** Start of RECORDS **
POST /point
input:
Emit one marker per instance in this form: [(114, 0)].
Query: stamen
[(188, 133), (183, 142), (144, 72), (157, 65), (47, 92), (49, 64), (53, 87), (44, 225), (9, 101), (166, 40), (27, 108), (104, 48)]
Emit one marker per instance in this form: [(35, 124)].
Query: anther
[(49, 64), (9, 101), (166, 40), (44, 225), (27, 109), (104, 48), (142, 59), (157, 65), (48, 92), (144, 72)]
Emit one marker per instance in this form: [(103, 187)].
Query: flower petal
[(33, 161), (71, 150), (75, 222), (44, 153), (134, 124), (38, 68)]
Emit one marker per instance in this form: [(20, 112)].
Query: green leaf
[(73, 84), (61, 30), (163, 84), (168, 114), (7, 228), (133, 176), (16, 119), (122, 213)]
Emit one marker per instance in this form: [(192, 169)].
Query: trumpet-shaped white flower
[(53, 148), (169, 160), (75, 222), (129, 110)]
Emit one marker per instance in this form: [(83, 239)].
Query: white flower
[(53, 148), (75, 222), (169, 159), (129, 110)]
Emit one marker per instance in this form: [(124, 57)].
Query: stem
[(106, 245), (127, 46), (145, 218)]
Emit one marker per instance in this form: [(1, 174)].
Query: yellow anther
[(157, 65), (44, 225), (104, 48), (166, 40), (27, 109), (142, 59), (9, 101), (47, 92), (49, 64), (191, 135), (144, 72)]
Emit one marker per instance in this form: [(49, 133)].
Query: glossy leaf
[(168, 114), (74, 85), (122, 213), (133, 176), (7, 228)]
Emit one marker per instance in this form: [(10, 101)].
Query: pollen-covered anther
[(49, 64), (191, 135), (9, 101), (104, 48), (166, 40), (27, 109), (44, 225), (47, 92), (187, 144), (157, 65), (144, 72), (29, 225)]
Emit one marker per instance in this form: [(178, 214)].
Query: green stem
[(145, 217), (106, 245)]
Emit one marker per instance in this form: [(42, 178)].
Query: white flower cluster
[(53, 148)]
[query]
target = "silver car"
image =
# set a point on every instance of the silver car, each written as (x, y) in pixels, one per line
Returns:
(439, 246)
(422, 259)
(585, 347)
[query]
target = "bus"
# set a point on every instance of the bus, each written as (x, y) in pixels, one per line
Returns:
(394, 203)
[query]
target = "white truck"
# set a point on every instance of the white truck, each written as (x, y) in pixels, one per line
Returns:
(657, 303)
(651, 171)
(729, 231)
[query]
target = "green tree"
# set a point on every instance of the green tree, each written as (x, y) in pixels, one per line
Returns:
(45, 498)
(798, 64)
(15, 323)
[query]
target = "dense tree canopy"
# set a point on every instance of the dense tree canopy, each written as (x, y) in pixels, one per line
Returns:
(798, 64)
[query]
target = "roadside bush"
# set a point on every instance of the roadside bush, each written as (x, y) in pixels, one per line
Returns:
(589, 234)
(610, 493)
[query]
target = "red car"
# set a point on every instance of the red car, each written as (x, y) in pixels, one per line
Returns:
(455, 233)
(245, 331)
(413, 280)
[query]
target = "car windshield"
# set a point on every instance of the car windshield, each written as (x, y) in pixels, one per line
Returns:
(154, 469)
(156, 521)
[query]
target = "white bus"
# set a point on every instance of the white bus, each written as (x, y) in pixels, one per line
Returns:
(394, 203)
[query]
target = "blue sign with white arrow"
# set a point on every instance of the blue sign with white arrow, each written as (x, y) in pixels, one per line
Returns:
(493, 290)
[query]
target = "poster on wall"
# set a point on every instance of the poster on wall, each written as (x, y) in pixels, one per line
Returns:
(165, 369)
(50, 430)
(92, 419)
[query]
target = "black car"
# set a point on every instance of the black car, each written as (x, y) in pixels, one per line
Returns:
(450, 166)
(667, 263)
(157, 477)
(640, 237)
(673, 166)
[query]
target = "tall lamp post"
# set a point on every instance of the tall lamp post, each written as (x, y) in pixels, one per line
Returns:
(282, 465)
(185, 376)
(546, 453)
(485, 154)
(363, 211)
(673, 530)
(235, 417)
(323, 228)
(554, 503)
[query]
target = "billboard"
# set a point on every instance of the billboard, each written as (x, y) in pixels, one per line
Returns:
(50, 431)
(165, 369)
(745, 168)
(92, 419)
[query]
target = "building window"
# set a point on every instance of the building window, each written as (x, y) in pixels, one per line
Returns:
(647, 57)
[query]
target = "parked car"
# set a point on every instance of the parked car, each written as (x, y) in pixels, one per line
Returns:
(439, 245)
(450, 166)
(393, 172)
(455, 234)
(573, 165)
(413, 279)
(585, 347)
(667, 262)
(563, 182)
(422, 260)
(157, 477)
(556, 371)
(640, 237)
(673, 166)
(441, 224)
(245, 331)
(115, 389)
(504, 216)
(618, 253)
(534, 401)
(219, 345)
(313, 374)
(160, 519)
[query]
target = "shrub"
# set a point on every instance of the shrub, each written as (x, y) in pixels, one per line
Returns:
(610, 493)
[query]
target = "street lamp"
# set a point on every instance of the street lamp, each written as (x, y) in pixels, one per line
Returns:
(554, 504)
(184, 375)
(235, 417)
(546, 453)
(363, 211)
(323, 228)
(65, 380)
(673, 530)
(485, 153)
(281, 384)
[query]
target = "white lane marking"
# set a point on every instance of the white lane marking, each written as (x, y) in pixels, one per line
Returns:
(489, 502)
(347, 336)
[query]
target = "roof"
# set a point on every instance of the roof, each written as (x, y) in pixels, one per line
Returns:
** End of RECORDS **
■ **YOUR TASK**
Please recast every line of the rows above as a Markdown table with two columns, "No." for the line's number and "Line" for its text, and leave out any blank lines.

■ **SOLUTION**
| No. | Line |
|---|---|
| 1 | POST /point |
| 2 | input: |
| 3 | Emit one marker per instance in this form: [(114, 0)]. |
| 4 | Query: stamen |
| 5 | [(188, 133), (183, 142), (144, 72), (157, 65), (47, 92), (49, 64), (53, 87), (44, 225), (9, 101), (166, 40), (27, 108), (104, 48)] |
| 6 | Emit one marker per instance in this form: [(35, 124)]. |
| 7 | Query: anther |
| 8 | [(49, 64), (9, 101), (166, 40), (44, 225), (27, 109), (104, 48), (142, 59), (157, 65), (48, 92), (144, 72)] |
| 9 | Emit one marker per instance in this form: [(103, 187)]. |
| 10 | Query: flower petal |
| 11 | [(33, 161), (71, 150), (75, 222), (44, 153), (134, 124), (38, 68)] |
| 12 | Emit one marker per instance in this form: [(20, 112)]. |
| 13 | Query: green leaf |
| 14 | [(73, 84), (61, 30), (163, 84), (168, 114), (7, 228), (133, 176), (16, 119), (122, 213)] |
| 15 | Emit one marker per instance in this form: [(192, 169)]. |
| 16 | Query: trumpet-shaped white flower |
| 17 | [(53, 148), (169, 160), (75, 222), (129, 110)] |
| 18 | Emit one marker per instance in this form: [(83, 239)]. |
| 19 | Query: white flower |
| 20 | [(53, 148), (75, 222), (169, 159), (129, 110)] |
| 21 | Emit one marker per instance in this form: [(124, 57)]. |
| 22 | Query: stem |
| 23 | [(106, 245), (127, 46), (145, 218)] |
| 24 | Emit one marker per instance in this form: [(1, 174)]. |
| 25 | Query: yellow anther |
| 26 | [(157, 65), (44, 225), (104, 48), (166, 40), (27, 109), (142, 59), (9, 101), (47, 92), (49, 64), (191, 135), (144, 72)] |
| 27 | Emit one marker per instance in this form: [(49, 133)]. |
| 28 | Query: glossy leaf |
| 29 | [(168, 114), (74, 85), (122, 213), (133, 176), (7, 228)] |
| 30 | Emit one marker per instance in this form: [(10, 101)]. |
| 31 | Query: pollen-covered anther |
| 32 | [(49, 64), (191, 135), (9, 101), (104, 48), (166, 40), (27, 109), (44, 225), (47, 92), (187, 144), (157, 65), (144, 72), (29, 225)] |
| 33 | Emit one marker per instance in this form: [(178, 214)]. |
| 34 | Query: green stem |
| 35 | [(145, 217), (106, 245)] |
| 36 | Emit one marker per instance in this form: [(42, 178)]. |
| 37 | Query: white flower cluster |
| 38 | [(53, 148)] |
| 39 | [query] |
| 40 | target = "silver car" |
| 41 | image = |
| 42 | # set a point on every instance of the silver car, each written as (x, y) in pixels, one per line |
| 43 | Returns: |
| 44 | (439, 246) |
| 45 | (422, 259) |
| 46 | (585, 347) |
| 47 | [query] |
| 48 | target = "bus" |
| 49 | # set a point on every instance of the bus, each written as (x, y) in pixels, one per line |
| 50 | Returns: |
| 51 | (394, 203) |
| 52 | [query] |
| 53 | target = "white truck" |
| 54 | # set a point on every instance of the white truck, each written as (x, y) in pixels, one per line |
| 55 | Returns: |
| 56 | (657, 303) |
| 57 | (651, 171) |
| 58 | (729, 231) |
| 59 | [query] |
| 60 | target = "green tree" |
| 61 | # set a point on every instance of the green tree, each written as (x, y) in pixels, one per line |
| 62 | Returns: |
| 63 | (45, 498) |
| 64 | (798, 64) |
| 65 | (15, 323) |
| 66 | [query] |
| 67 | target = "dense tree canopy" |
| 68 | # set a point on every instance of the dense tree canopy, each written as (x, y) in pixels, one per line |
| 69 | Returns: |
| 70 | (798, 64) |
| 71 | [query] |
| 72 | target = "roadside bush" |
| 73 | # set a point on every instance of the roadside bush, each written as (x, y) in pixels, one per line |
| 74 | Returns: |
| 75 | (589, 234) |
| 76 | (610, 493) |
| 77 | [query] |
| 78 | target = "red car" |
| 79 | # set a point on every instance of the red car, each written as (x, y) in pixels, one per line |
| 80 | Returns: |
| 81 | (455, 233) |
| 82 | (245, 331) |
| 83 | (413, 280) |
| 84 | [query] |
| 85 | target = "car windshield" |
| 86 | # set a point on every instance of the car windshield, each written as (x, y) in pixels, one per line |
| 87 | Returns: |
| 88 | (154, 469) |
| 89 | (156, 521) |
| 90 | [query] |
| 91 | target = "white bus" |
| 92 | # set a point on every instance of the white bus, each written as (x, y) in pixels, one per line |
| 93 | Returns: |
| 94 | (394, 203) |
| 95 | [query] |
| 96 | target = "blue sign with white arrow" |
| 97 | # set a point on every instance of the blue sign with white arrow, each written as (x, y) in pixels, one per line |
| 98 | Returns: |
| 99 | (493, 290) |
| 100 | [query] |
| 101 | target = "poster on wall" |
| 102 | # set a point on every instance of the poster on wall, each written as (x, y) in pixels, one per line |
| 103 | Returns: |
| 104 | (165, 369) |
| 105 | (50, 430) |
| 106 | (92, 419) |
| 107 | [query] |
| 108 | target = "black car" |
| 109 | # set a point on every instance of the black car, each written as (x, y) in pixels, one per line |
| 110 | Returns: |
| 111 | (450, 166) |
| 112 | (667, 263) |
| 113 | (157, 477) |
| 114 | (640, 237) |
| 115 | (673, 166) |
| 116 | [query] |
| 117 | target = "tall lamp post" |
| 118 | # set a point on every instance of the tall lamp post, each written as (x, y) in pixels, one per line |
| 119 | Returns: |
| 120 | (282, 465) |
| 121 | (185, 376) |
| 122 | (546, 453) |
| 123 | (485, 154) |
| 124 | (363, 211) |
| 125 | (673, 530) |
| 126 | (235, 417) |
| 127 | (323, 228) |
| 128 | (554, 503) |
| 129 | [query] |
| 130 | target = "billboard" |
| 131 | # set a point on every instance of the billboard, each written as (x, y) in pixels, one per line |
| 132 | Returns: |
| 133 | (50, 431) |
| 134 | (165, 369) |
| 135 | (745, 168) |
| 136 | (92, 419) |
| 137 | [query] |
| 138 | target = "building window" |
| 139 | # set a point on every instance of the building window, each written as (x, y) in pixels, one per line |
| 140 | Returns: |
| 141 | (647, 57) |
| 142 | [query] |
| 143 | target = "parked car" |
| 144 | # set a point on every instance of the parked car, each written as (x, y) in pixels, one per line |
| 145 | Returns: |
| 146 | (439, 245) |
| 147 | (450, 166) |
| 148 | (393, 172) |
| 149 | (455, 234) |
| 150 | (573, 165) |
| 151 | (413, 279) |
| 152 | (585, 347) |
| 153 | (667, 262) |
| 154 | (563, 182) |
| 155 | (422, 260) |
| 156 | (157, 477) |
| 157 | (556, 371) |
| 158 | (640, 237) |
| 159 | (673, 166) |
| 160 | (441, 224) |
| 161 | (245, 331) |
| 162 | (115, 389) |
| 163 | (504, 216) |
| 164 | (618, 253) |
| 165 | (534, 401) |
| 166 | (219, 345) |
| 167 | (313, 374) |
| 168 | (160, 519) |
| 169 | [query] |
| 170 | target = "shrub" |
| 171 | # set a point on every instance of the shrub, each written as (x, y) in pixels, one per line |
| 172 | Returns: |
| 173 | (610, 493) |
| 174 | [query] |
| 175 | target = "street lamp" |
| 176 | # set a point on every instance of the street lamp, each written as (x, y) in pixels, one per line |
| 177 | Returns: |
| 178 | (554, 504) |
| 179 | (184, 375) |
| 180 | (235, 417) |
| 181 | (546, 453) |
| 182 | (363, 211) |
| 183 | (323, 228) |
| 184 | (65, 380) |
| 185 | (673, 530) |
| 186 | (485, 153) |
| 187 | (281, 384) |
| 188 | [query] |
| 189 | target = "white lane marking" |
| 190 | # set a point on every instance of the white lane marking, each written as (x, y) in pixels, one per line |
| 191 | Returns: |
| 192 | (489, 502) |
| 193 | (347, 336) |
| 194 | [query] |
| 195 | target = "roof" |
| 196 | # set a point on every instance of the roof, each written as (x, y) in pixels, one per line |
| 197 | Returns: |